Pull every line that holds the word "below" from the entries.

[Excerpted data Boundary: Start]

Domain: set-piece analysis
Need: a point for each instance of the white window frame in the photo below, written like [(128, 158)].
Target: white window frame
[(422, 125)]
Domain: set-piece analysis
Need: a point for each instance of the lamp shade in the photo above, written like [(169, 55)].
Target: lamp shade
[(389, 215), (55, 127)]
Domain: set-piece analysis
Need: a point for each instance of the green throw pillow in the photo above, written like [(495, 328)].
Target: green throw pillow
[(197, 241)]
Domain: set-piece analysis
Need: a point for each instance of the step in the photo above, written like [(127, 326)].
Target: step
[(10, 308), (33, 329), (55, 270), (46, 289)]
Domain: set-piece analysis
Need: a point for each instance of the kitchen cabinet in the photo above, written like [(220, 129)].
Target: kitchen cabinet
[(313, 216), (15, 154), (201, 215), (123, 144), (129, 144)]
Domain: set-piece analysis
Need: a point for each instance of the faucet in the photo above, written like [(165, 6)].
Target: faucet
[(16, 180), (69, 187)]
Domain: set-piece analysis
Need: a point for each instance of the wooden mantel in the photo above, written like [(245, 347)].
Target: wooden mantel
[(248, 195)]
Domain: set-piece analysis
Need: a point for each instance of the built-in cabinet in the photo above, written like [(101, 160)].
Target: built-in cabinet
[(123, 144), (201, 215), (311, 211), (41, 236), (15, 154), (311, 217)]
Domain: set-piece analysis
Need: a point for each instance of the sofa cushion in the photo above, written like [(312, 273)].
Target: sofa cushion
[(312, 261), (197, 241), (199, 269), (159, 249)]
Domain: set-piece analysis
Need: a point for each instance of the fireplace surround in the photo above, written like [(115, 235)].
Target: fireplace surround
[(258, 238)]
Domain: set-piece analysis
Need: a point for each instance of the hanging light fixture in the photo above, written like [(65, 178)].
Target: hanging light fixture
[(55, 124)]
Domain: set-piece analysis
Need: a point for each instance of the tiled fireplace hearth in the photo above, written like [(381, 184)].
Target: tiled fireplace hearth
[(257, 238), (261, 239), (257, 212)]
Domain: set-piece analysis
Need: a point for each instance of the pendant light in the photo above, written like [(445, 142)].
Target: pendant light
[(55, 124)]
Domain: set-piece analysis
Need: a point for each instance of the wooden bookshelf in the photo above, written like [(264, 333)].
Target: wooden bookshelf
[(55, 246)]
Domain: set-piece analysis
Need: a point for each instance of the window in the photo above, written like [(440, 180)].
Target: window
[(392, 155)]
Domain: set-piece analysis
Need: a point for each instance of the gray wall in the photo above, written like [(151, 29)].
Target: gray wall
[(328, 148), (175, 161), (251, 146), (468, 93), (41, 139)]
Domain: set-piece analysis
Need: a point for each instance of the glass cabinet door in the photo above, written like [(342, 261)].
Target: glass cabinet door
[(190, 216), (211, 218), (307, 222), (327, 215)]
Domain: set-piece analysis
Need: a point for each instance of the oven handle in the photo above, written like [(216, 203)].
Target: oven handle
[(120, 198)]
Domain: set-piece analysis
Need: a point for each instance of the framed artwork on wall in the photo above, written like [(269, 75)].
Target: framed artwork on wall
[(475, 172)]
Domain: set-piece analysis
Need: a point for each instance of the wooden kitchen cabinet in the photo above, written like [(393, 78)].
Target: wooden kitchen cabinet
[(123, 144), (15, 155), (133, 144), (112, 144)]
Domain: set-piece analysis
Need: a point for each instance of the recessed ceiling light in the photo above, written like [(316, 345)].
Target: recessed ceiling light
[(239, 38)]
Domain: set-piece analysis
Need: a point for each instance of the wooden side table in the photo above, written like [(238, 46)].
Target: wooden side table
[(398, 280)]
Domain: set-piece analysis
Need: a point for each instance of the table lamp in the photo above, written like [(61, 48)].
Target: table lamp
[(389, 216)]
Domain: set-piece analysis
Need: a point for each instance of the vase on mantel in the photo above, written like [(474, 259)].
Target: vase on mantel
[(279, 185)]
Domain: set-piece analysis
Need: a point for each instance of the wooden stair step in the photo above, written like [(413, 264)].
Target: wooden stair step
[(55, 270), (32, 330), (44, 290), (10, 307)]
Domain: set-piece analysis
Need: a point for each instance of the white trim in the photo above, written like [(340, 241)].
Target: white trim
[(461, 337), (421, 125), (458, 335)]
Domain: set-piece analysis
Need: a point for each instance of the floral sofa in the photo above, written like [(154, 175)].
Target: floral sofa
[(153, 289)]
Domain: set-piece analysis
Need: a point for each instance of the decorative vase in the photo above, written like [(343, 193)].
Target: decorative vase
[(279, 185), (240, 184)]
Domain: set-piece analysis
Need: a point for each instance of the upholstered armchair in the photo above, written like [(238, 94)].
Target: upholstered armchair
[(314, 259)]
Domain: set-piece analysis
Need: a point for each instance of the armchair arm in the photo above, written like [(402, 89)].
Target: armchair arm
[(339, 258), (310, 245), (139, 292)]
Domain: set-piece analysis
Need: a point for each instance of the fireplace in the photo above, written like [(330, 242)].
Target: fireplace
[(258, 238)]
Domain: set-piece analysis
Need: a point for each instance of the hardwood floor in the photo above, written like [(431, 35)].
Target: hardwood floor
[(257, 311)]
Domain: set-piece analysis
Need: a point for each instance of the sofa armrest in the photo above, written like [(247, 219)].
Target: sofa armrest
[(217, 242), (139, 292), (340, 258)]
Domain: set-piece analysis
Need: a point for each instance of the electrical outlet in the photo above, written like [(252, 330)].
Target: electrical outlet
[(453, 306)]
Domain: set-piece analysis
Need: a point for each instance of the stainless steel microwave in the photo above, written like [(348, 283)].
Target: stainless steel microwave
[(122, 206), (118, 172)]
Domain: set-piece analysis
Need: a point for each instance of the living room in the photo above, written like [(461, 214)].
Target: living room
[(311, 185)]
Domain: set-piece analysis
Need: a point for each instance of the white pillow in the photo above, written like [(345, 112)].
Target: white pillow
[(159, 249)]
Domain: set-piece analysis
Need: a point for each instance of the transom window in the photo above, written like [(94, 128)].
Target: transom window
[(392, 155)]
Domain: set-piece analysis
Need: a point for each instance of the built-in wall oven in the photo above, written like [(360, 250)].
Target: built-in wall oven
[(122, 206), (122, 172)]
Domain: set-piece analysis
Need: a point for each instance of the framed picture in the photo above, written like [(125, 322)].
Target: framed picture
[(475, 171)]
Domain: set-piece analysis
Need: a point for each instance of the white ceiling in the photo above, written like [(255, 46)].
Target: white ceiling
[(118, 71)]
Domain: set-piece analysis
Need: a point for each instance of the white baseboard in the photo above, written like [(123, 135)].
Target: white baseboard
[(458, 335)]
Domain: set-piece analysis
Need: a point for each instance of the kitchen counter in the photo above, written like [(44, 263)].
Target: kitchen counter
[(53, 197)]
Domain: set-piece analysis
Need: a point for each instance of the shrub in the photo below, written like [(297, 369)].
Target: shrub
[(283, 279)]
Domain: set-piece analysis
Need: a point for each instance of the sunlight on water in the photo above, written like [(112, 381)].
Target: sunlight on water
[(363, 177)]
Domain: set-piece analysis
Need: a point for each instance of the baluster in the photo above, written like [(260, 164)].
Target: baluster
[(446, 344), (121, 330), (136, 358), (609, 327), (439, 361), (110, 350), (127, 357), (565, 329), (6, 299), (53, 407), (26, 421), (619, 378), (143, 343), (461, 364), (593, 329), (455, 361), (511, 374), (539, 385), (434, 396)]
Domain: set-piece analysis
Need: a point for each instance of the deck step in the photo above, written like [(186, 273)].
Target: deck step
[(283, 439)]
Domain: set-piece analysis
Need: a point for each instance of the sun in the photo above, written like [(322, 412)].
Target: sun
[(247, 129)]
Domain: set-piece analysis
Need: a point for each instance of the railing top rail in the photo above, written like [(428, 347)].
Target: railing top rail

[Excerpted data Boundary: End]

▶ Solved exercise:
Need: a point for each instance of the white window frame in the photo below, written like [(128, 158)].
Need: a point for each instance of the shrub in the photo below, written like [(297, 369)].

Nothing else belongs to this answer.